** What the task asks **
Write out, word for word, the part of the AI failure periodic table description between "We treat every" and "AI (daily driver)", inclusive.

** Exercise text **

Skip to main content

343-class structural taxonomy of AI failure mechanisms with keyword classifier and semantic search

Project description

AI Failure Periodic Table

A living periodic table of AI failure—the structural spec that names mechanisms, maps evidence, and grounds deployment brakes (classification, boundaries, enforcement).

The spec, Daily Driver, and brakes

Daily Driver MCP brings the table into Cursor, Claude Desktop, and other MCP-compatible workflows. Your everyday AI can ask the table what failure class is present in a paragraph, file, URL, report, or agent workflow.

Agent Buccet is the brakes layer.

The current base is 343 failure classes across 7 dimensions.

We treat every failure as a data point in a closed-loop engineering process.

The failure-to-enforcement loop

failure → known versus unknown → class or gap → boundary → UPL / user custom rules → Buccet enforcement → proof ledger.

Connect your everyday AI (daily driver)

If you use Cursor, Claude Desktop, or another app that supports MCP (Model Context Protocol), you can plug that assistant into this repo and classify paragraphs, public URLs, or files from chat—same 343-class table, read-only (it does not edit the taxonomy).

  • This is where you connect: add an MCP server in your AI host’s settings that runs python3 -m src.ai_failure_mcp with this repo as the working directory (see the full guide).
  • This is what you get: hit or miss on the table, which class(es), compound readings, structural mitigation patterns from the taxonomy, and CONTRIBUTING-style next steps when the fit is weak.

Start here: docs/mcp-daily-driver.md — plain-English purpose, what vs how, choose your setup path (Cursor / Claude / other), first-use walkthrough, and example config (docs/cursor-mcp-config.example.json). See Guaranteed fallbacks when MCP is down and Requirements: Python vs chat model.

The Problem

AI capability is advancing faster than our shared ability to reason about what can go wrong.

** Data extract **
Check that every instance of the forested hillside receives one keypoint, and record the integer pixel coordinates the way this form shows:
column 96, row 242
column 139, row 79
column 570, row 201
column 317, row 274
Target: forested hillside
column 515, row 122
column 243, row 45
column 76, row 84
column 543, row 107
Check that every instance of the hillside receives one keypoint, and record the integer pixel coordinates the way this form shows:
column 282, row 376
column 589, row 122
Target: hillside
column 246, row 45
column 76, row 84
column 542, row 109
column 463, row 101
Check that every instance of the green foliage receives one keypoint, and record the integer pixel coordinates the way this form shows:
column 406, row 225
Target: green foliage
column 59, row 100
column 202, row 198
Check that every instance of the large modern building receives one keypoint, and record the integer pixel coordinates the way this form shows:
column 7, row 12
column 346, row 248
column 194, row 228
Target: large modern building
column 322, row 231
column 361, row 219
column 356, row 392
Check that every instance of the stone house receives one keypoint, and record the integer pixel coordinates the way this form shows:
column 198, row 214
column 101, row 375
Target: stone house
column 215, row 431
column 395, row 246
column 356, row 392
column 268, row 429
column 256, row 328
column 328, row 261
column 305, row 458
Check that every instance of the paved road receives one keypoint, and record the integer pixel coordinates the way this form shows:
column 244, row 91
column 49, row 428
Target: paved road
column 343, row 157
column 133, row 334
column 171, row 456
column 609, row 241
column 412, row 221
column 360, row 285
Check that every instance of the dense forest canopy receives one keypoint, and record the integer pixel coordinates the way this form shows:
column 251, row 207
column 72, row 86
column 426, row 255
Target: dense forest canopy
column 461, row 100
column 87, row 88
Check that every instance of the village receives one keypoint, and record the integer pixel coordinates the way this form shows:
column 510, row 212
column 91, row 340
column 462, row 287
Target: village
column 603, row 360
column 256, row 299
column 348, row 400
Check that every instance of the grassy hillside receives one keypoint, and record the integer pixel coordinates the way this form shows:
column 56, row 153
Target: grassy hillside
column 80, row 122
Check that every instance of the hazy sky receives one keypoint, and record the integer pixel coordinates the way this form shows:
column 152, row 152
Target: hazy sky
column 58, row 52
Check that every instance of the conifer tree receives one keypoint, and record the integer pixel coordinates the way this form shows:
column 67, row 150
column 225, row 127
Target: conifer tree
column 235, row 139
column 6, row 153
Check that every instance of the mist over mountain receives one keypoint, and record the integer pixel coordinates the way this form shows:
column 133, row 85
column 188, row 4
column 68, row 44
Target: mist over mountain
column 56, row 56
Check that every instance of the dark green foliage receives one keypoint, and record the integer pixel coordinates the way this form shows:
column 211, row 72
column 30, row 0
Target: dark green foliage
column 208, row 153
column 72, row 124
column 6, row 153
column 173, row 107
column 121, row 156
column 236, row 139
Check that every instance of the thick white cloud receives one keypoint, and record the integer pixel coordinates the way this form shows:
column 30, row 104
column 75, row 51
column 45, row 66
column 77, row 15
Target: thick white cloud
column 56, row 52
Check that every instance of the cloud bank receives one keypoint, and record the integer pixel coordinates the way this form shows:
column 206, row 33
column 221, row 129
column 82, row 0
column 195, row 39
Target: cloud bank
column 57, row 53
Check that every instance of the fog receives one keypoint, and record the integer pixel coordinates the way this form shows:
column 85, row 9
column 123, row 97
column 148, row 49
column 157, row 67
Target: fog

** Exercise solution **
We treat every failure as a data point in a closed-loop engineering process.

The failure-to-enforcement loop

failure → known versus unknown → class or gap → boundary → UPL / user custom rules → Buccet enforcement → proof ledger.

Connect your everyday AI (daily driver)